[Extract to read]:
Extras and shared costs
Maintenance covers day-to-day living costs, but there are always extras. Agree in advance how you will handle these to avoid arguments when the bill arrives.
A simple approach: anything over a set amount (e.g. £30) needs agreement from both parents before the money is spent. Under that amount, whoever signs up pays. Track shared costs in a co-parenting app or a shared spreadsheet and settle up monthly.
9. New partners and wider family
At some point, one or both of you will start a new relationship. This can be difficult for everyone, especially the children. It helps to agree some ground rules in advance, while you are both thinking clearly.
Introducing new partners
There is no perfect timeline, but most child psychologists suggest waiting until a relationship is stable and serious (typically 6–12 months) before introducing a new partner to your children. Discuss and agree:
- Will you give the other parent a heads-up before introducing a new partner to the children? (Most plans say yes, as a courtesy, not as permission.)
- New partners should not be involved in handovers in the early stages.
- New partners do not replace a parent. They should not discipline the children or make parenting decisions without agreement.
Wider family and other adults
- Grandparents and extended family are important to children. Both parents should support the child's relationship with family on both sides.
- Do not use children as messengers between households. If you need to tell the other parent something, tell them directly.
- Do not bad-mouth the other parent in front of the children, and do not allow others (grandparents, friends, new partners) to do so either. Children internalise this. They are half of each of you.
10. Reviews, changes, and disagreements
A parenting plan is a living document. What works when your child is three will not work when they are nine or fifteen. Build in a review process so the plan evolves with your family.
Regular reviews
- Review the plan every 6–12 months, or when there is a significant change (starting school, moving house, a new sibling, a child's expressed wishes changing).
- Set a specific date for the review. Treat it like a meeting: have an agenda, stick to facts, and focus on what is and is not working.
- Either parent can request an earlier review if circumstances change significantly.

[Work instructions]:
(a) Answer these from the parenting plan guide:
(i) What example amount is given, above which both parents must agree before money is spent on extras?
(ii) How long do most child psychologists typically suggest waiting before introducing a new partner to the children?
(iii) How often should the plan be reviewed?
(b) Pick up the parenting plan guide after its last line and keep writing it.

[Data shown]:
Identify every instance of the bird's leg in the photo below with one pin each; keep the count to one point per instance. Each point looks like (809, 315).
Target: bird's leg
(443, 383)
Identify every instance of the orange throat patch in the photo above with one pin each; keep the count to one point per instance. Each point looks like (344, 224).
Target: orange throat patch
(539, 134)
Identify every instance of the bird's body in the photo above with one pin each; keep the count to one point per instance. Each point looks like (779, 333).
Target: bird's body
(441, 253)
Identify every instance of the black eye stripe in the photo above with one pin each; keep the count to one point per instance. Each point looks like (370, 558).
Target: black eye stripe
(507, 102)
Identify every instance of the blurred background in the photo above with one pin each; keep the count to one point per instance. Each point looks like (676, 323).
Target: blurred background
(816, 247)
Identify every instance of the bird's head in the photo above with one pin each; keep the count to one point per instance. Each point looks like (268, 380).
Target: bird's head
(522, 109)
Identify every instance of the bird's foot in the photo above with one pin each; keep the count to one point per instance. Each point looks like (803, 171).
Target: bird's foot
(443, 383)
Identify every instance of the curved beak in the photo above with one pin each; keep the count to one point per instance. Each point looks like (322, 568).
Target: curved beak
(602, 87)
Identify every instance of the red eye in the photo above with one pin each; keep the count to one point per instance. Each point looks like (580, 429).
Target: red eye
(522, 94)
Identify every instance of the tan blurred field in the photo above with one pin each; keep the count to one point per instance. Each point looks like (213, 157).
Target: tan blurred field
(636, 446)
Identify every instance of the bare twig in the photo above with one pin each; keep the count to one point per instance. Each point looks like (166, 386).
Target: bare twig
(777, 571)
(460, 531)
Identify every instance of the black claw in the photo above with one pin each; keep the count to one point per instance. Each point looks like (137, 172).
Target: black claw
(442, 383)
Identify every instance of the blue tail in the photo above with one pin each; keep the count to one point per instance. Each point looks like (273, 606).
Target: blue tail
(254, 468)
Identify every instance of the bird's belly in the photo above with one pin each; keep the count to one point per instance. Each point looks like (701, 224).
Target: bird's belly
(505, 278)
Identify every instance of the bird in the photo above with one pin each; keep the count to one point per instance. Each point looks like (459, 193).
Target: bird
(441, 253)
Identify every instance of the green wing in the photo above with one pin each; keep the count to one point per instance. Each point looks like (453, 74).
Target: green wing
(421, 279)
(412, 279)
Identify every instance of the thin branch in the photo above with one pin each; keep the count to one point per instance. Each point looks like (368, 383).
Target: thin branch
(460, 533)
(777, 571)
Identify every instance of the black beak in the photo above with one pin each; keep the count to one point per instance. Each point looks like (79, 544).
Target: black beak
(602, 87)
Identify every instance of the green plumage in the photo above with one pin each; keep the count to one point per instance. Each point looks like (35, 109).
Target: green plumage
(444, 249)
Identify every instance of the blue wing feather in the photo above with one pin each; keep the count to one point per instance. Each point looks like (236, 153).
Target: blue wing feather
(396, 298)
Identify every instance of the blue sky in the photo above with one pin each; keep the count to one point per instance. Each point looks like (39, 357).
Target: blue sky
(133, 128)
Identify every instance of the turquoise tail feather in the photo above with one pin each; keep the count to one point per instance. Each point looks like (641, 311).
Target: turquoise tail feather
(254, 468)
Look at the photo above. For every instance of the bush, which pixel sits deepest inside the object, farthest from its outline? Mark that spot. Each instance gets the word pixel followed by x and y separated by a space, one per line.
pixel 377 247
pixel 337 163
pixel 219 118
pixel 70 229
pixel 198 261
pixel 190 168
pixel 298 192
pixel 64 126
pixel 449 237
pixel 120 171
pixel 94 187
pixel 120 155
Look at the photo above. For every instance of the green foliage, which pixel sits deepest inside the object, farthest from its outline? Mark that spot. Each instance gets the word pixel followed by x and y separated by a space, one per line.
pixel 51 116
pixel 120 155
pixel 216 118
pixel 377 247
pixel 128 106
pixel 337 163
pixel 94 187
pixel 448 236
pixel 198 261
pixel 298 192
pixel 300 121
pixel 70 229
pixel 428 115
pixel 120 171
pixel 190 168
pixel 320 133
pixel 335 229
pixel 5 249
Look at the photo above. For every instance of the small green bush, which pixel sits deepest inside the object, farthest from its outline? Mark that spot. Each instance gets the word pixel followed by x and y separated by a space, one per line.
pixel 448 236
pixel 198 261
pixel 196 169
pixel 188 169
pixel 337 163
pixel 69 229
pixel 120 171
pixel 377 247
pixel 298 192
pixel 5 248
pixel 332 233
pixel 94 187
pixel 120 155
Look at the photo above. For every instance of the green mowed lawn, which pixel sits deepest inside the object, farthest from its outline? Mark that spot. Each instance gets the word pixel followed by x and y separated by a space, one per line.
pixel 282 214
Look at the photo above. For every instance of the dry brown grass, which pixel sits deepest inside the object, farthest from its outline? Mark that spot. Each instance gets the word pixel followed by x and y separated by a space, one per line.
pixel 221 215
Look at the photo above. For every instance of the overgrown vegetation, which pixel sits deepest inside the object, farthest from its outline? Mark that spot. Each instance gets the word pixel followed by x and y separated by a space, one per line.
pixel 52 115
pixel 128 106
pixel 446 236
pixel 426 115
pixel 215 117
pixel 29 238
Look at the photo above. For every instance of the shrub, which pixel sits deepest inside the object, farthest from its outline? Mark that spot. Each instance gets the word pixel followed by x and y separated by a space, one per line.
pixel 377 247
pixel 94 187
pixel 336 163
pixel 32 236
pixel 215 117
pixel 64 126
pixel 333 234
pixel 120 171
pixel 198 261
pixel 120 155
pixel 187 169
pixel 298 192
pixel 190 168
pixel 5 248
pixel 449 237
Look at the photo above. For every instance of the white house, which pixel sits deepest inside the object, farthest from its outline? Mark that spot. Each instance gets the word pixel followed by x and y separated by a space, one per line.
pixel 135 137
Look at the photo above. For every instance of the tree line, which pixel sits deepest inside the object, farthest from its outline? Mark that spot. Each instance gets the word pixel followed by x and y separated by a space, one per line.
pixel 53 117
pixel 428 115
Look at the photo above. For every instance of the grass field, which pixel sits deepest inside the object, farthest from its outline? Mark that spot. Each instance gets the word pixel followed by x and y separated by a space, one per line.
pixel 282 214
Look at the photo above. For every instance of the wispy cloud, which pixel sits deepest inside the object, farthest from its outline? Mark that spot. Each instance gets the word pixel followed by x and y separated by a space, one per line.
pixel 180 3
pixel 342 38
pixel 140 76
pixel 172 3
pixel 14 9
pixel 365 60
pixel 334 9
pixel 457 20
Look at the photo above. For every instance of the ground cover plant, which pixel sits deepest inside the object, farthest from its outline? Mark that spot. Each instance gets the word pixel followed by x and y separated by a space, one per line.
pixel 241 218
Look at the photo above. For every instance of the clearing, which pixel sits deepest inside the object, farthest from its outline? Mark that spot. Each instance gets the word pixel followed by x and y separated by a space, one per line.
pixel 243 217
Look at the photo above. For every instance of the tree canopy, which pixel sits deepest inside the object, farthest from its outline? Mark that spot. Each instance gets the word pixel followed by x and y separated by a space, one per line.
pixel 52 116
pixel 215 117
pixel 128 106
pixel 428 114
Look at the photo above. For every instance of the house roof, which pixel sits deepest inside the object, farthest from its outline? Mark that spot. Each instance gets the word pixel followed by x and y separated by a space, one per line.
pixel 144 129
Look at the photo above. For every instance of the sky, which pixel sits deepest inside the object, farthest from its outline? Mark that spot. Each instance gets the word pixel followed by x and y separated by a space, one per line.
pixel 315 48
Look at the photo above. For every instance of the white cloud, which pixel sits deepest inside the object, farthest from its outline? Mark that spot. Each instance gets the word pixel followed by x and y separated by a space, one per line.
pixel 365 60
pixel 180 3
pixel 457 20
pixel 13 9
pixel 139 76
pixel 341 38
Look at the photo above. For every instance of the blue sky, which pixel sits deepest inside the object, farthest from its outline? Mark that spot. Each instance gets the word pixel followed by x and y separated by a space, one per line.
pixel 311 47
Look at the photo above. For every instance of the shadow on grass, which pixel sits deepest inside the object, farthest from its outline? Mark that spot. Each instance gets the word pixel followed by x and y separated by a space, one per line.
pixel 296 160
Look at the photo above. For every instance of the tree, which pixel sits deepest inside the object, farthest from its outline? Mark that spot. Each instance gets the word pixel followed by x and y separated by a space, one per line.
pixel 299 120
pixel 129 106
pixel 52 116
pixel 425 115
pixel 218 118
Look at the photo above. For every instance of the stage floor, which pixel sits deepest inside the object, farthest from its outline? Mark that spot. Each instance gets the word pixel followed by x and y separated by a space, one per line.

[Answer set]:
(a)
(i) £30
(ii) 6–12 months
(iii) Every 6–12 months, or when there is a significant change

(b)
When you disagree
You will disagree. That is normal. What matters is how you handle it. Agree on an escalation process:
- Direct discussion. Try to resolve it between yourselves first, in writing, sticking to the communication rules above.
- Mediation. If you cannot agree after two attempts, either parent can request a mediation session. You can find an accredited mediator through the Family Mediation Council or National Family Mediation. Many offer a free initial meeting (MIAM).
- Legal advice. If mediation does not resolve it, either parent may seek independent legal advice or apply to the court. This should be a last resort.
11. Safety and safeguarding
This section is important. A voluntary parenting plan is only appropriate when both parents are able to cooperate safely. If there are concerns about domestic abuse, child abuse, substance misuse, or any other safeguarding issue, an informal plan may not be enough.
- If you have a court order (including a non-molestation order, occupation order, or prohibited steps order), that order takes priority over anything in this plan.
- If you have concerns about your child's safety with the other parent, contact Cafcass, your local authority children's services, or speak to a family solicitor.
- If you or your child are at immediate risk, call 999.
- The National Domestic Abuse Helpline is available 24/7 on 0808 2000 247.
Where safeguarding concerns exist, professional advice should always override any informal arrangement. This template is not designed for situations involving abuse or coercive control.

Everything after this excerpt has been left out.